*WORK TO DO*.
Your task is to transcribe all of the records exactly and leave out the pictures.

Data entries

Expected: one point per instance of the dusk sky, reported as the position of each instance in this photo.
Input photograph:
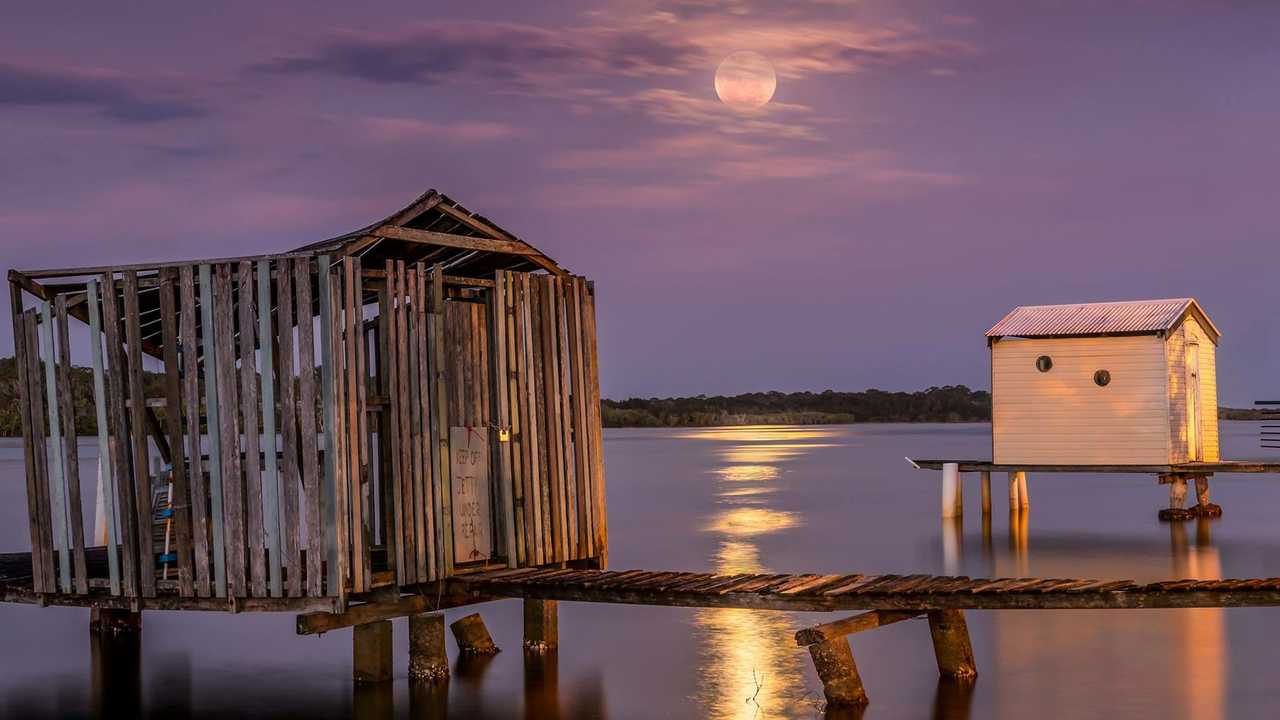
(923, 165)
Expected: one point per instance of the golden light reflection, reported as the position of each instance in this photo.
(749, 666)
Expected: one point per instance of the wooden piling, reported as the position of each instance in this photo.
(542, 624)
(472, 636)
(841, 684)
(371, 652)
(110, 621)
(951, 646)
(426, 655)
(952, 501)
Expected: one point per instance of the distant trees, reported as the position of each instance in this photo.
(950, 404)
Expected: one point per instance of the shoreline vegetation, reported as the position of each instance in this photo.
(947, 404)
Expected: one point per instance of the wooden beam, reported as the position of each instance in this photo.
(448, 240)
(849, 625)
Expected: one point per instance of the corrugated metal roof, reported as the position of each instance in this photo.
(1096, 318)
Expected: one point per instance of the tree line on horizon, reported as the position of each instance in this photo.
(947, 404)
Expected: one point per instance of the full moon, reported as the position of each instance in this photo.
(745, 81)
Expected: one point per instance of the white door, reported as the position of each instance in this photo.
(1194, 451)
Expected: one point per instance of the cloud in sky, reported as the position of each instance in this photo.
(114, 96)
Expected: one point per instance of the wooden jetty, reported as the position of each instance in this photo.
(1176, 475)
(389, 423)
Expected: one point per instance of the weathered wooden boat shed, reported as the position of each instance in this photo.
(402, 404)
(385, 424)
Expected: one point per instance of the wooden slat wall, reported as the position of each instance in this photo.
(259, 507)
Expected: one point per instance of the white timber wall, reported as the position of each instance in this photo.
(1176, 351)
(1063, 417)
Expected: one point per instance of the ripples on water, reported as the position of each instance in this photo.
(746, 500)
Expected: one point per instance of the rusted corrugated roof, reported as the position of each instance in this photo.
(1098, 318)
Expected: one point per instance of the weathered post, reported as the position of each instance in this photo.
(841, 684)
(1203, 507)
(110, 621)
(952, 501)
(1018, 497)
(1176, 499)
(426, 656)
(472, 637)
(951, 646)
(371, 652)
(542, 625)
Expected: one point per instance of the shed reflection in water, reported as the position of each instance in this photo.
(749, 665)
(1157, 641)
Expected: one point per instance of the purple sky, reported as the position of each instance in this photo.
(924, 164)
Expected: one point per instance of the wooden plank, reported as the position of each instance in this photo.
(214, 411)
(56, 469)
(426, 524)
(572, 511)
(850, 625)
(250, 427)
(507, 323)
(447, 240)
(352, 351)
(581, 432)
(502, 417)
(593, 419)
(393, 495)
(67, 411)
(119, 438)
(229, 436)
(138, 419)
(310, 468)
(402, 437)
(291, 559)
(328, 486)
(534, 493)
(414, 401)
(270, 464)
(181, 504)
(197, 487)
(106, 469)
(27, 396)
(440, 422)
(552, 408)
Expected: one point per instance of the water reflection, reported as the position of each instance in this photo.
(1179, 655)
(749, 666)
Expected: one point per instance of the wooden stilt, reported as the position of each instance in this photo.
(105, 620)
(952, 502)
(472, 637)
(371, 652)
(426, 656)
(542, 625)
(841, 684)
(951, 645)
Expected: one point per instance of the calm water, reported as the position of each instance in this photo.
(748, 500)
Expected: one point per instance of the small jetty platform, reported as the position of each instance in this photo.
(1175, 475)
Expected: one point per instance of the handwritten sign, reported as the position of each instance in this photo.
(469, 473)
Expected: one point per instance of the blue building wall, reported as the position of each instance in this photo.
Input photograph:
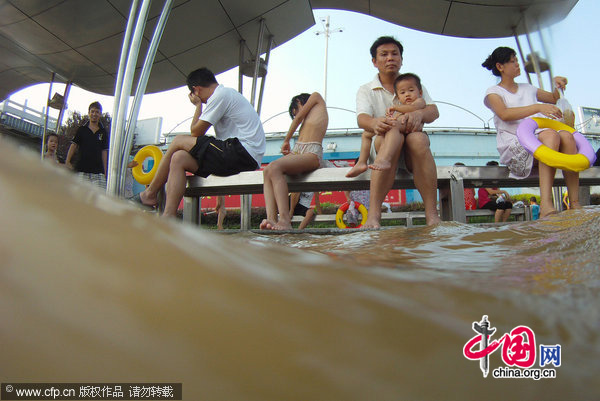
(469, 146)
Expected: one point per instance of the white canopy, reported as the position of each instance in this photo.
(81, 40)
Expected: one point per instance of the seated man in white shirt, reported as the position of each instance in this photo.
(413, 153)
(239, 144)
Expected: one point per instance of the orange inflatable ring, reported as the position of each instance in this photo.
(149, 151)
(339, 216)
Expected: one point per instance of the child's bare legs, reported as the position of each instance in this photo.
(276, 189)
(392, 140)
(365, 150)
(181, 142)
(381, 182)
(569, 146)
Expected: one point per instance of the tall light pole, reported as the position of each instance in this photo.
(327, 32)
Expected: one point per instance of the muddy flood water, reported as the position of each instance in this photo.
(94, 290)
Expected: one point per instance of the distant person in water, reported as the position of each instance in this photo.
(511, 103)
(91, 141)
(51, 146)
(307, 155)
(239, 144)
(221, 211)
(535, 208)
(409, 97)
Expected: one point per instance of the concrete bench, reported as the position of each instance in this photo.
(521, 214)
(452, 180)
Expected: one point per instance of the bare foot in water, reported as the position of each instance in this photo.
(432, 218)
(266, 225)
(282, 226)
(547, 212)
(358, 168)
(380, 165)
(148, 200)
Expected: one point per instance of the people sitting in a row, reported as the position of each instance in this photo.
(399, 139)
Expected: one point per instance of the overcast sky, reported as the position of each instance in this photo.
(449, 67)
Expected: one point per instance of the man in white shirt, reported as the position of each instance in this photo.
(239, 144)
(372, 101)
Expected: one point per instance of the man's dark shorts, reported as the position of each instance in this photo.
(221, 158)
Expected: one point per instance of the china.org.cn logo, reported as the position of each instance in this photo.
(519, 352)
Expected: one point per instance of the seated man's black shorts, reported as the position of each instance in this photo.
(493, 205)
(221, 158)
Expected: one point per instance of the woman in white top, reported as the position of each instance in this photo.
(512, 102)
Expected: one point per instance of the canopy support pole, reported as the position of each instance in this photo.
(64, 106)
(123, 91)
(139, 93)
(522, 56)
(43, 147)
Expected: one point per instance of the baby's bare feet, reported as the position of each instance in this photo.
(266, 225)
(282, 226)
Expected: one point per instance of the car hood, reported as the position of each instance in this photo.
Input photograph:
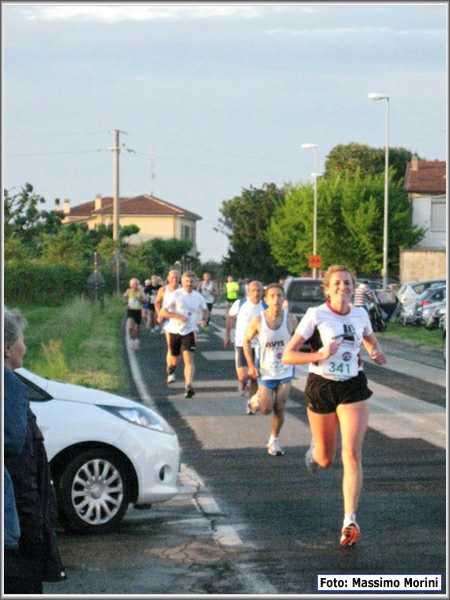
(75, 393)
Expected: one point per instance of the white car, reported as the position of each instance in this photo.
(105, 452)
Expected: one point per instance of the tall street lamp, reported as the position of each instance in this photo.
(375, 96)
(315, 175)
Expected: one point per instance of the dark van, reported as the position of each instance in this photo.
(303, 293)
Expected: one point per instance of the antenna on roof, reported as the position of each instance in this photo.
(152, 157)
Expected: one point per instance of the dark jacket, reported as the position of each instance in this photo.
(15, 433)
(37, 555)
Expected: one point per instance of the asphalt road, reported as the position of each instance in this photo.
(249, 523)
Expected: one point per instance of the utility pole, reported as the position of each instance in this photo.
(116, 203)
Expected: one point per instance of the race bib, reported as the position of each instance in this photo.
(342, 365)
(134, 303)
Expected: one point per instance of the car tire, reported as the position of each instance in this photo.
(93, 491)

*PROBLEM SOLUTION*.
Expected: one point per instance of the dusk sky, reported as the position of each instance in this photo.
Input photograph:
(923, 165)
Expected: one point per instance of the golden light reflection, reported as the position of each instance in this photo.
(749, 666)
Expected: one point per instance of the wooden piling, reported as the position of each instance in this photo.
(542, 624)
(472, 636)
(841, 684)
(371, 652)
(110, 621)
(951, 646)
(426, 655)
(952, 501)
Expected: one point per instance of the distant trees, reported as the position of each instance in this photo.
(950, 404)
Expected: one point per instance of the shoreline vegetation, reported as the position of each instance in this photo.
(947, 404)
Expected: one point per instance of the wooden beam, reported as the position of each instance in this photo.
(448, 240)
(849, 625)
Expected: one point per instance of the corrugated metal roof, reported as the position of each instance in this photo.
(1096, 318)
Expected: one point per instance of the tree line on horizon, reported as the position of each instance in this photo.
(947, 404)
Expected: one point per instance of the full moon, reported as the position of each instance in this photo.
(745, 81)
Expected: one point per instance of the white door, reported as the position of each instance in this photo.
(1194, 451)
Expected: one point per instance of the cloud in sky, reported as the position of each instance in this photo.
(114, 96)
Expected: one point per instance of the wooden jetty, reported as the position of each instance in this photo.
(1176, 475)
(389, 423)
Expected: one point per instance of the weathered wooden boat shed, reported as the position of each instance in this photo.
(402, 404)
(385, 424)
Expected: one point per instance of the wooden slat wall, reported as the position of each instance in this photo.
(259, 507)
Expected: one point per instance of the white timber wall, reported as the position of each instance in this photo.
(1176, 351)
(1063, 417)
Expected: one point per instance of the ripples on water, reported as the position of each instance in this photo.
(746, 500)
Expected: one point per instance of the rusted corrugated roof, reported as the position of each instance in this photo.
(1098, 318)
Expected: one point per instance of the weathered post, reported as the position of each instance in this photo.
(841, 684)
(1203, 507)
(110, 621)
(952, 501)
(1018, 497)
(1176, 499)
(426, 656)
(472, 637)
(951, 646)
(371, 652)
(542, 625)
Expected: one point per instance of the shed reflection in water, reported as the position of each instance in this photo.
(749, 665)
(1157, 641)
Expected: one point per instance of the purple sky, reported as the position of each instance in this photo.
(924, 164)
Expected: one point per instance of the wooden plank, reported as the position of each instance in this photo.
(214, 411)
(56, 469)
(426, 524)
(572, 511)
(850, 625)
(250, 427)
(507, 323)
(447, 240)
(352, 351)
(581, 432)
(502, 417)
(593, 419)
(393, 495)
(67, 411)
(119, 438)
(229, 436)
(138, 419)
(310, 468)
(402, 437)
(291, 559)
(328, 486)
(534, 493)
(414, 401)
(270, 464)
(181, 504)
(197, 487)
(106, 469)
(27, 396)
(440, 422)
(552, 408)
Expected: one point per instance of the water reflection, reported as the position of each instance in this photo.
(1179, 655)
(749, 666)
Expected: one point per instance of the wooden stilt, reported as the position of each instance in this photo.
(105, 620)
(952, 502)
(472, 637)
(371, 652)
(426, 656)
(542, 625)
(841, 684)
(951, 645)
Expected: one point per instance of the calm water, reported as the position of each instance in this photo.
(748, 500)
Expected: one point per instance of the small jetty platform, reported as the position of each instance in this photo.
(1175, 475)
Expected: one point per instance of the handwritten sign, reported as the position of each instance in this photo.
(469, 473)
Expected: one point per instance of the blue building wall, reported as the position of each instance in this photo.
Input photograph:
(469, 146)
Expected: one point per instance of the white canopy, reported as the position of each instance in this photo.
(81, 40)
Expected: one point per instance of the seated man in white shirt, reported as the position of each instance in this photo.
(413, 153)
(239, 144)
Expected: one point per instance of the orange inflatable ring, reported as the position of each instance in this photo.
(149, 151)
(339, 216)
Expected: one point per instance of the child's bare legs, reported as the position of each instance in this photo.
(276, 189)
(392, 140)
(365, 150)
(181, 142)
(381, 182)
(569, 146)
Expected: one point per instance of the tall light pole, reported as the position of each instance in this photo.
(327, 32)
Expected: one point per instance of the muddy flood water, reported as the position of each instance in this photo.
(94, 290)
Expected: one point per instance of the distant person in water, reported as the position of each instance in this photo.
(511, 103)
(91, 141)
(51, 146)
(307, 155)
(239, 144)
(221, 211)
(535, 208)
(409, 97)
Expected: one point per instance of the concrete bench, reported as the position of each instance in this photo.
(521, 214)
(452, 180)
Expected: one point per instance of the bare foot in water, reported as the position of each instance in this photo.
(432, 218)
(266, 225)
(282, 226)
(547, 212)
(358, 168)
(380, 165)
(148, 200)
Expected: one point per instance of the people sitting in a row, reported as the position of each instance in this photo.
(399, 139)
Expected: one point per instance of the overcast sky, reported as the position of each instance in this photo.
(449, 67)
Expected: one point per instance of the man in white shirt, reported as the position of each instance in this photo.
(239, 144)
(372, 101)
Expected: one point per instance of the man's dark shorts, reported as the position of each instance in this photo.
(221, 158)
Expected: one point per instance of the china.org.cn logo, reported as the position of each instance in this photo.
(519, 352)
Expected: one point per instance of the seated man's black shorts, reported as the position of each instance in this photo.
(493, 205)
(221, 158)
Expected: one point per instance of the woman in white top, reported as the position of each instance in this photo.
(512, 102)
Expected: one point per instance of the canopy support pole, reported as the position of each instance in this photo.
(64, 106)
(123, 91)
(139, 93)
(522, 56)
(43, 147)
Expected: one point per instance of the baby's bare feet, reported as the position of each instance in this photo.
(266, 225)
(282, 226)
Expected: one point per instance of the car hood, reported as the position of each instance in this photo.
Input photograph:
(75, 393)
Expected: one point per instance of the white car, reported as the position of each instance in this photo.
(105, 452)
Expected: one point per instance of the tall street lamp, reported as the position of each instance in this photo.
(375, 96)
(315, 175)
Expected: one point per instance of the dark van, reported as the position of each instance in this photo.
(303, 293)
Expected: one point per instance of the antenna on roof, reported as the position of each instance in this photo.
(152, 157)
Expected: one point per instance of the dark jacket, reported as the position of each instance in this photo.
(15, 433)
(37, 555)
Expected: one point per instance of the asphalt road, reported as the position of each instance in this photo.
(249, 523)
Expected: one point per instance of the utility pole, reported as the position of each instance in this photo.
(116, 203)
Expected: one point per instance of the race bib, reported as the position of each instance in this photo.
(342, 365)
(134, 303)
Expected: one point per instance of the car tire, reported as the position of each instance in this photo.
(93, 491)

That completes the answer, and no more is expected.